▸ TASK PROMPT
Print the listing below line for line, without altering anything, and leave out the pictures.

○ ○ ○ ○ ○

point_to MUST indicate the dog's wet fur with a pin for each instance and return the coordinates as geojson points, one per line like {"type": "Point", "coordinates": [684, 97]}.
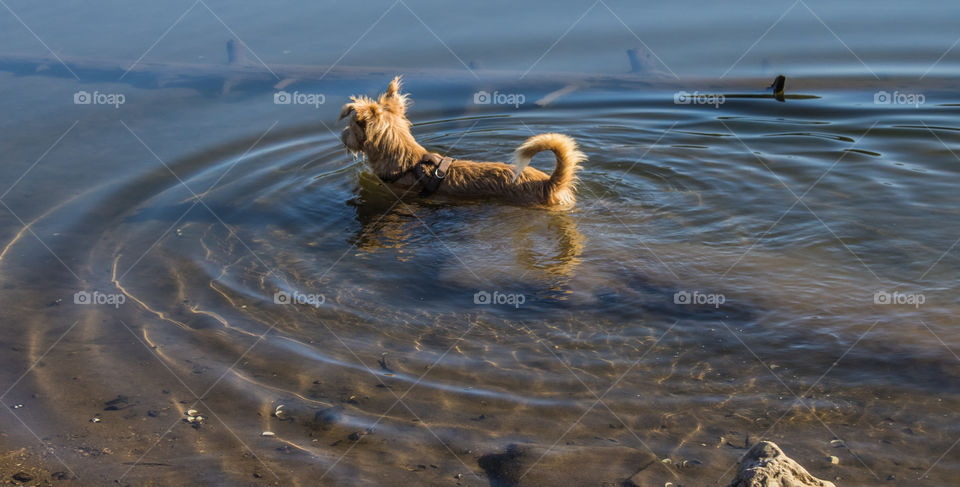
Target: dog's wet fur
{"type": "Point", "coordinates": [379, 129]}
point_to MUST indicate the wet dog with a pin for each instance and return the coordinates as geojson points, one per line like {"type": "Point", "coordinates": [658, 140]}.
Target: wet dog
{"type": "Point", "coordinates": [379, 129]}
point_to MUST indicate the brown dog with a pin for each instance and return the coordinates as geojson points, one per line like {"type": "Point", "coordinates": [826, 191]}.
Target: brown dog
{"type": "Point", "coordinates": [380, 130]}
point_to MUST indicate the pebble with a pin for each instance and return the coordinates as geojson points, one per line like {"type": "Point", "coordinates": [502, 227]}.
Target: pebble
{"type": "Point", "coordinates": [22, 477]}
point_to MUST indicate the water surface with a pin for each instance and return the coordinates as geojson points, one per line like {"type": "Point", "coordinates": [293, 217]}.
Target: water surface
{"type": "Point", "coordinates": [197, 209]}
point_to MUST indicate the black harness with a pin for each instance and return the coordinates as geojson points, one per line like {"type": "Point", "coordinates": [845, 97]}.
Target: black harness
{"type": "Point", "coordinates": [430, 172]}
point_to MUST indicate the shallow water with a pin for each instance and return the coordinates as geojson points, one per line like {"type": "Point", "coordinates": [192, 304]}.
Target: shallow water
{"type": "Point", "coordinates": [189, 214]}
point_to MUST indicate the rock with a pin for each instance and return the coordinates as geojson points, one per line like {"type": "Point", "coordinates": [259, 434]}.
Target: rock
{"type": "Point", "coordinates": [22, 477]}
{"type": "Point", "coordinates": [326, 419]}
{"type": "Point", "coordinates": [765, 465]}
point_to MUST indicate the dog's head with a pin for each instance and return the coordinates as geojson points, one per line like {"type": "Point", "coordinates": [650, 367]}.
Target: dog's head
{"type": "Point", "coordinates": [377, 127]}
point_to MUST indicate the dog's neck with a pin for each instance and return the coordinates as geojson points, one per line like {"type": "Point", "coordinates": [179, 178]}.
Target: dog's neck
{"type": "Point", "coordinates": [397, 157]}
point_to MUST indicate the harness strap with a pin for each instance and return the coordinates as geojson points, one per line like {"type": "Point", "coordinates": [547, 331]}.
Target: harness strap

○ ○ ○ ○ ○

▸ FINAL ANSWER
point_to MUST indicate the dog's wet fur with a pin for each instance and return the coordinates as geojson points, one per line like {"type": "Point", "coordinates": [684, 97]}.
Target: dog's wet fur
{"type": "Point", "coordinates": [379, 129]}
point_to MUST indicate the wet dog with a pin for each instance and return the coordinates as geojson points, one per line like {"type": "Point", "coordinates": [658, 140]}.
Target: wet dog
{"type": "Point", "coordinates": [379, 129]}
point_to MUST indicate the brown dog with a pin for each instance and return the coordinates as geojson points, one per line like {"type": "Point", "coordinates": [826, 191]}.
Target: brown dog
{"type": "Point", "coordinates": [380, 130]}
point_to MUST indicate the pebble with a pin for each instance and return the coordinates as geojson points, one per line like {"type": "Point", "coordinates": [502, 227]}.
Target: pebble
{"type": "Point", "coordinates": [22, 477]}
point_to MUST indicate the water surface with a pin for each instance and return the coordinates as geojson points, one per line like {"type": "Point", "coordinates": [293, 217]}.
Target: water surface
{"type": "Point", "coordinates": [197, 209]}
point_to MUST indicate the black harness with a pin for each instance and return the coordinates as geojson points, one per line like {"type": "Point", "coordinates": [845, 97]}.
Target: black harness
{"type": "Point", "coordinates": [430, 172]}
point_to MUST indicate the shallow water with a pin for each instance and return the coordinates as geojson points, one per line like {"type": "Point", "coordinates": [192, 304]}.
Target: shallow water
{"type": "Point", "coordinates": [189, 214]}
point_to MUST indicate the rock with a pin for each instance and return the coordinates as geojson points, one per line like {"type": "Point", "coordinates": [259, 434]}.
Target: rock
{"type": "Point", "coordinates": [22, 477]}
{"type": "Point", "coordinates": [326, 419]}
{"type": "Point", "coordinates": [765, 465]}
point_to MUST indicate the dog's head with a pin for each instance and return the coordinates as geojson points, one per line like {"type": "Point", "coordinates": [650, 367]}.
Target: dog's head
{"type": "Point", "coordinates": [377, 127]}
point_to MUST indicate the dog's neck with a pin for each instance and return the coordinates as geojson points, one per line like {"type": "Point", "coordinates": [179, 178]}.
Target: dog's neck
{"type": "Point", "coordinates": [397, 157]}
point_to MUST indicate the harness strap with a pin for each instance and return the coordinates as geojson points, one per line like {"type": "Point", "coordinates": [547, 331]}.
Target: harness strap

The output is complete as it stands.